§ WORK TO COMPLETE: In the wine pairing text below, which wine did John MacCready say would be the main attraction at his dinner?

§ TEXT EXTRACT:

****************

Looking at wine paring scientifically, you have to explore the components of wine, including weight or body, acidity, residual sugar, tannin, and alcohol, and how those characteristics are used to complement or contrast the sweet, sour, bitter, savory and salty components found in foods.
This is what winemakers and chefs do, it is part of their daily routine.
On the other hand, Karen MacNeil, creator and chairman of the Rudd Center for Professional Wine Studies at the Culinary Institute of America at Greystone, said, “There are no set rules by which wine and food pairing happen. I say it’s wine, food and mood! It’s how you feel, the environment, all conspiring to create something that is delicious to all your senses.”
The truth is probably somewhere in between.
After many questions wine aficionados came up with pinot noir as the choice, a wine well-suited to pair with poultry, beef, fish, ham, lamb and pork.
Pinot noir will also work well with creamy sauces, spicy seasonings and may just be one of the world’s most versatile food wines.
Not stopping there, and with that in mind, a random group of local winemakers and several local chefs were asked first a tough question, their opinion on a single wine that would work with three entrées — turkey, prime rib (beef) and ham.
Secondly, they were asked for their wine choice for each of the three entrées.
In the case of the winemakers, the wine did not have to be something they made. That, of course, it was pointed out, was tantamount to asking someone if they liked the neighbor’s children better than their own.
No one was told the answers the others gave until after their opinions were received. The answers were very interesting and somewhat unexpected.
John MacCready, winemaker and co-owner of Sierra Vista Winery said, “I would take a medium bodied Rhone blend because it goes well with the meats you mentioned as well as all the trimmings such as baked onions, mashed potatoes and turkey gravy, cauliflower with a cheese sauce and of course stuffing with turkey gravy. The 2007 Fleur de Montagne (a Rhône varietal blend of grenache, syrah, mourvedre and cinsault) will be the main attraction at our dinner.

****************

§ ENTRIES SUPPLIED:
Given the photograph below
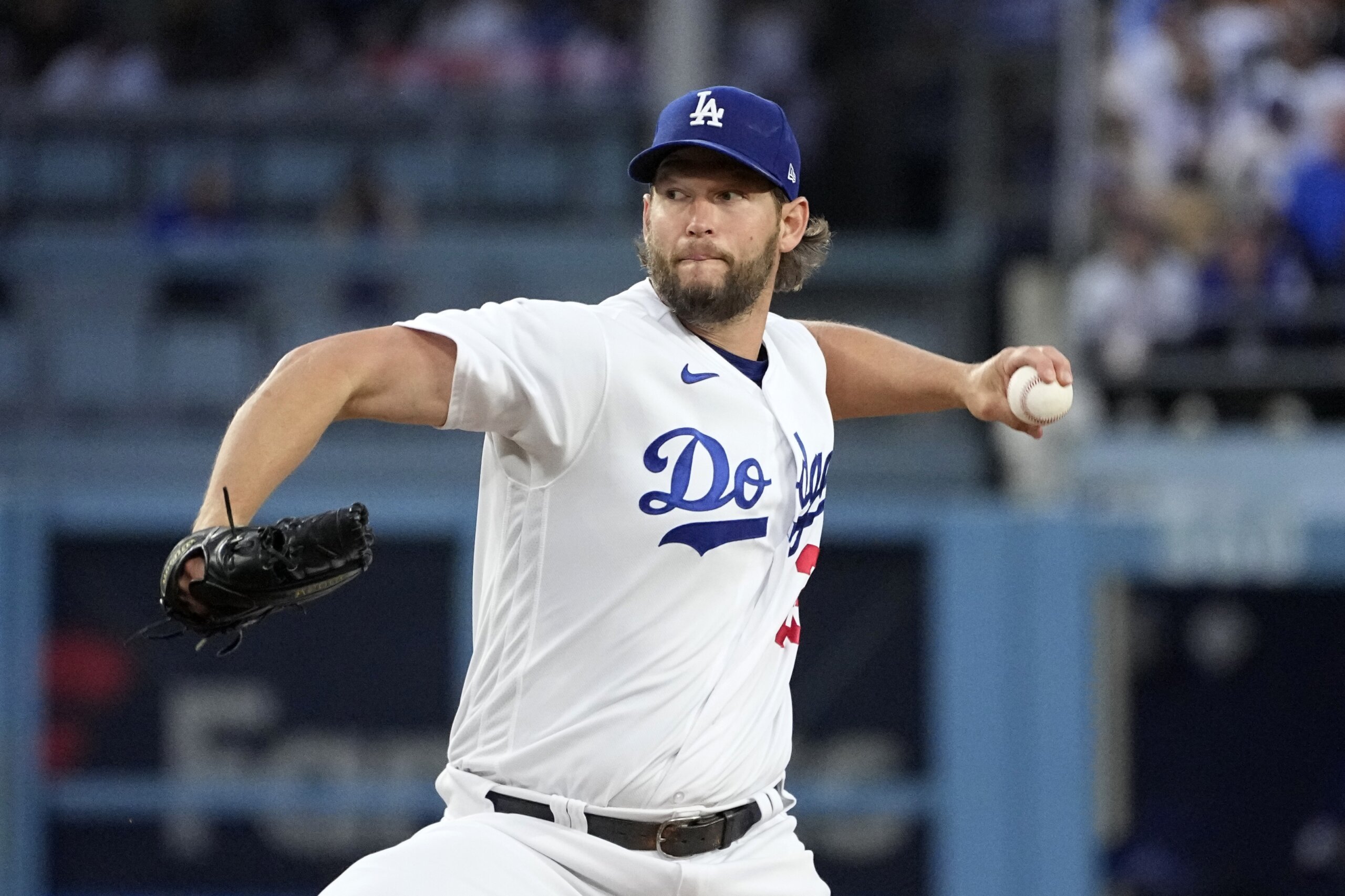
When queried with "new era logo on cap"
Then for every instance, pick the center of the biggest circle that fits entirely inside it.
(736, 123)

****************

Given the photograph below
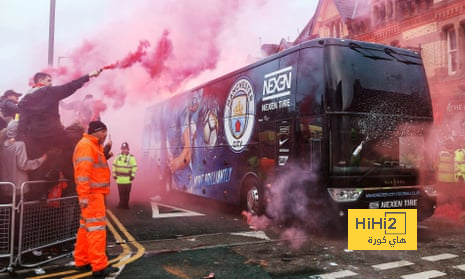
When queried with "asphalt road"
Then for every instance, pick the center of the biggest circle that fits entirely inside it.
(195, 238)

****************

§ ANSWER FOR THE TASK: The 2007 Fleur de Montagne